── Provided text

Editorial
from the
Published Wednesday,
September 12, 2001
We'll
go forward from this moment
It's
my job to have something to say.
They
pay me to provide words that help make sense of
that which troubles the American soul. But in
this moment of airless shock when hot
tears sting disbelieving eyes, the only
thing I can find to say, the only words that seem to fit, must be addressed to the unknown author of this
suffering.
You monster. You beast. You unspeakable
bastard.
What lesson did you hope to teach us by your
coward's attack on our World Trade
Center, our Pentagon, us? What was it you hoped
we would learn? Whatever it was, please know that you failed.
Did you want us to respect your cause? You
just
damned your cause.
Did you want to make us fear? You just steeled
our resolve.
Did you want to tear us apart? You just
brought us together.

────
── Supplied information

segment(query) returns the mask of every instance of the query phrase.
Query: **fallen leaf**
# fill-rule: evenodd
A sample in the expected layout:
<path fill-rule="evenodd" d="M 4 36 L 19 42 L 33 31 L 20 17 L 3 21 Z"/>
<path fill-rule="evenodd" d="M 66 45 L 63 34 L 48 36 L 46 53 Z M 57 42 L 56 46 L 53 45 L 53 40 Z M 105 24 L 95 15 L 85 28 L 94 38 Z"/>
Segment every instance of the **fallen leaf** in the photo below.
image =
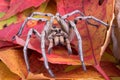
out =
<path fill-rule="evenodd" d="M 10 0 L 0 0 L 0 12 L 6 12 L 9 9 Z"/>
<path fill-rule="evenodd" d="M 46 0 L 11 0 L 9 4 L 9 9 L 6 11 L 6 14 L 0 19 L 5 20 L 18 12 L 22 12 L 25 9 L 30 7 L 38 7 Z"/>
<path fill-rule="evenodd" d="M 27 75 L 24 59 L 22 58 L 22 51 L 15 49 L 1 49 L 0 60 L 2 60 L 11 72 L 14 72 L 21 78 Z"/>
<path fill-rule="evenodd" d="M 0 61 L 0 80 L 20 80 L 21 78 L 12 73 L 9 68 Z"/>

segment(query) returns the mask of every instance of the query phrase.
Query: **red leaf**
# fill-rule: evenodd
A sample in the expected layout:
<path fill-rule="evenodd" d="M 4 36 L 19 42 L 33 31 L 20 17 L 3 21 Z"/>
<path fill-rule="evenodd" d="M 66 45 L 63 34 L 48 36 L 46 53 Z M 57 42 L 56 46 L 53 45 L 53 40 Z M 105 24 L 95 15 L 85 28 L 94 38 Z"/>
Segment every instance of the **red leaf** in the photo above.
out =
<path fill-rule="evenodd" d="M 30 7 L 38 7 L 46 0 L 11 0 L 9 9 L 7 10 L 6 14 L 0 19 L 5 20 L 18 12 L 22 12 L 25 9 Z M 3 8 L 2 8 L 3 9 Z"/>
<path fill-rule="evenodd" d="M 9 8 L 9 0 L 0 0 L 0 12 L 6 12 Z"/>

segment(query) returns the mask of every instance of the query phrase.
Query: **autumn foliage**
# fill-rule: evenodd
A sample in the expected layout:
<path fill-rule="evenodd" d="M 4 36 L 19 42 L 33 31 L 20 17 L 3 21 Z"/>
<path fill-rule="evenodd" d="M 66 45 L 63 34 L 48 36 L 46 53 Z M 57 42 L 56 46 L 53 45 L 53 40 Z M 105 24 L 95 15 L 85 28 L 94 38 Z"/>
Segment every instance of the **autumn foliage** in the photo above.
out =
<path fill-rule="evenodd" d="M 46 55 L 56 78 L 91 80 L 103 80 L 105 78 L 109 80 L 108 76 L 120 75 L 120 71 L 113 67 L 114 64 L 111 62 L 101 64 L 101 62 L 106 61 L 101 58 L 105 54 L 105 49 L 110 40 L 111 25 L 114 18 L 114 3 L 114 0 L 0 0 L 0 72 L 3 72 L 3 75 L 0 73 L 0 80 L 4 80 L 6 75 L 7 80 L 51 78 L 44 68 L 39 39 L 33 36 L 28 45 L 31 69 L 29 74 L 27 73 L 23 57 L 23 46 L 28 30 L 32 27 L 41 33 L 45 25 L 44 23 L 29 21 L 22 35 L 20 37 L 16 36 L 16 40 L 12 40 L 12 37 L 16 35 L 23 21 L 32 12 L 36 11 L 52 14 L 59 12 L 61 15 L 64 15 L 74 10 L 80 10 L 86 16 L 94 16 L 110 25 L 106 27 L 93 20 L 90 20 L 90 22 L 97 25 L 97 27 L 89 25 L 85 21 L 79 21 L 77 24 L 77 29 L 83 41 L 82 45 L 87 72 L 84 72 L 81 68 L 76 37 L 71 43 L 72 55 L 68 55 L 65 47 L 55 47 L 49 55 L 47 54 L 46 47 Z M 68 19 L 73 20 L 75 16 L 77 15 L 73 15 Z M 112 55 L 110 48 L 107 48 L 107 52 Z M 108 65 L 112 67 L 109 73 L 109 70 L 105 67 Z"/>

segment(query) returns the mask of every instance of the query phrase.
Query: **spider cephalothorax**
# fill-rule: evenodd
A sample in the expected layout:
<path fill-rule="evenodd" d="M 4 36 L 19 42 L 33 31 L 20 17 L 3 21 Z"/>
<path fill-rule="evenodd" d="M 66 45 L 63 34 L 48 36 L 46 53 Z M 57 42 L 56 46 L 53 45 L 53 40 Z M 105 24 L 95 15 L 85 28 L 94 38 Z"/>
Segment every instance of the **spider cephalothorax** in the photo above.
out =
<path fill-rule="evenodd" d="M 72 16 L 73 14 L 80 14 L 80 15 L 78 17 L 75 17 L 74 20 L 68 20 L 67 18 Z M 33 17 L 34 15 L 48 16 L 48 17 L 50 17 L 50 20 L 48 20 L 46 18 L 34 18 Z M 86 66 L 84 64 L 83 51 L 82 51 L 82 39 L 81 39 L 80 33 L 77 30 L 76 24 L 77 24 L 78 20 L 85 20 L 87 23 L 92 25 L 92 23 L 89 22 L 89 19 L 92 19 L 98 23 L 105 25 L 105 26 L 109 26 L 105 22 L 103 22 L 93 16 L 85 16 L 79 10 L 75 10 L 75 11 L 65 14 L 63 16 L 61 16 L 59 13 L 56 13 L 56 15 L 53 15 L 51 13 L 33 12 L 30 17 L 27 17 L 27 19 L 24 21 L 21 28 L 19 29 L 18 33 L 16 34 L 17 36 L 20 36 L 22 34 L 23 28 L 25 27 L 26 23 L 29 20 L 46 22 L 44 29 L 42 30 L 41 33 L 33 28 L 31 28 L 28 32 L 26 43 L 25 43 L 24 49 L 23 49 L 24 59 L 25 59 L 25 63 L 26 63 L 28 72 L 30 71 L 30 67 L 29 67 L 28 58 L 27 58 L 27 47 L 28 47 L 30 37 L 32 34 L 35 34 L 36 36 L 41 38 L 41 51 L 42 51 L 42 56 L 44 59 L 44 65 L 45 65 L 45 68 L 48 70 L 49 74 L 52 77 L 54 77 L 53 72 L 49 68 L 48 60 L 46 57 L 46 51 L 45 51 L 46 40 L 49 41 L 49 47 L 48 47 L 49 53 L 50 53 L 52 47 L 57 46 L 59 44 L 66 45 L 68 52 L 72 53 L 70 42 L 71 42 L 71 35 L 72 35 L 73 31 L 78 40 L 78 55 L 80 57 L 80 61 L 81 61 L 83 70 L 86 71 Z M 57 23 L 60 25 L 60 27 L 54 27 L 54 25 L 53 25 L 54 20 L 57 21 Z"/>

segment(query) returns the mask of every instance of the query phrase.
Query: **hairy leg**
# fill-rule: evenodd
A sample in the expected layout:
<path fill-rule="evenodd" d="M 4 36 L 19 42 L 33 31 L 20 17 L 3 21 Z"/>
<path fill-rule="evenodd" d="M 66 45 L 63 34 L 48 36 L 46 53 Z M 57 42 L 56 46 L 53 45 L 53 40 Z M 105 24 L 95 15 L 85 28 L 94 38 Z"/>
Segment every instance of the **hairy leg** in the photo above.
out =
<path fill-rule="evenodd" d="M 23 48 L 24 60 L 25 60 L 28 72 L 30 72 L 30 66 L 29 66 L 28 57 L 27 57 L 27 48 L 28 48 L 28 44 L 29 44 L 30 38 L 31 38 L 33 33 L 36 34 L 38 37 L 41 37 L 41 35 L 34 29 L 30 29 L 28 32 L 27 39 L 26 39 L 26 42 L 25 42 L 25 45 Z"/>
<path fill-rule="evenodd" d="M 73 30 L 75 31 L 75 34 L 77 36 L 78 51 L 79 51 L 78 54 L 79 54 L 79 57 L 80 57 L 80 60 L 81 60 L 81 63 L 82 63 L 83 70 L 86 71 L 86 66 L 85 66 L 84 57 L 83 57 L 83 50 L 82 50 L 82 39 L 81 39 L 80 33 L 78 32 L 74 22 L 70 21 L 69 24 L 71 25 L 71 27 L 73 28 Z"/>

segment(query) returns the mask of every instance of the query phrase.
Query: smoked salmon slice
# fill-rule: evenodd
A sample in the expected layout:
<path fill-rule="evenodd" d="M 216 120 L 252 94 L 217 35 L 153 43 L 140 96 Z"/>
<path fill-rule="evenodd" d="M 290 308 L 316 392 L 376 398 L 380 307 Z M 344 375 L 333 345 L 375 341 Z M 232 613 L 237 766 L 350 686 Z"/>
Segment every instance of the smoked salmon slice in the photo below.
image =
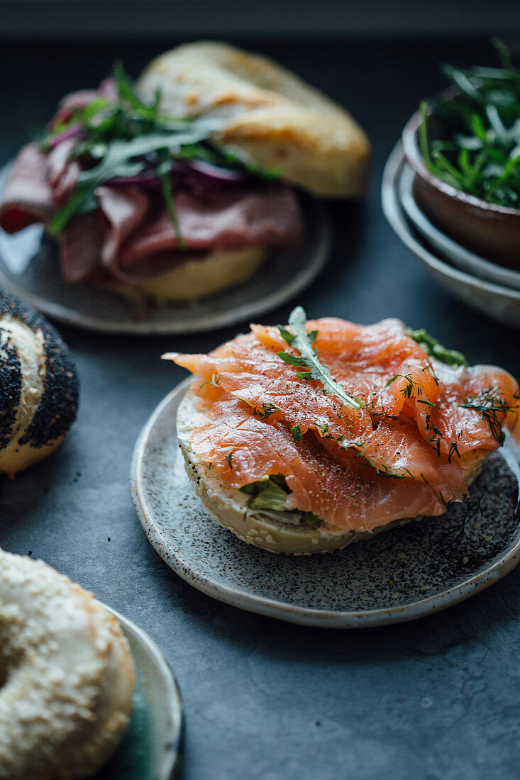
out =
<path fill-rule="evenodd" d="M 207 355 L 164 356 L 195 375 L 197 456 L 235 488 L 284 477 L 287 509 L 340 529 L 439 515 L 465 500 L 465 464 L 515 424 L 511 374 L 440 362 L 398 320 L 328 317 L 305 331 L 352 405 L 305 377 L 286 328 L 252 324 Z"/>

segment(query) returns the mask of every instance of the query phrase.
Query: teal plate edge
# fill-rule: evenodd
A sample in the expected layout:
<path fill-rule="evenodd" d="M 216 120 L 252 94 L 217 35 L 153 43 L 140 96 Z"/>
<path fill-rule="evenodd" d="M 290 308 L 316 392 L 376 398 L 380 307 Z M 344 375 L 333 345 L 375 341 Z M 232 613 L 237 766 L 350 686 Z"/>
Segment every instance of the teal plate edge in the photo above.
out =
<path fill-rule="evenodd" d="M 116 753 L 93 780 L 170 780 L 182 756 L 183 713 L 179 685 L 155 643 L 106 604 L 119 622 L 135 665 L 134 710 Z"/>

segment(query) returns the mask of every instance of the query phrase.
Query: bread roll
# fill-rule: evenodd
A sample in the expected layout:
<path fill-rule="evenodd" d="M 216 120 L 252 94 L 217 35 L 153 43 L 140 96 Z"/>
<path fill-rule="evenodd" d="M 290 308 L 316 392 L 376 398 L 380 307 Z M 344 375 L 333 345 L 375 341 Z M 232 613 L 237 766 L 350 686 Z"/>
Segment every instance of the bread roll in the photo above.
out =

────

### What to produce
In the editorial, what names does the writer call the unknown author of the attack? List every one.

### Solution to the problem
- monster
- beast
- unspeakable bastard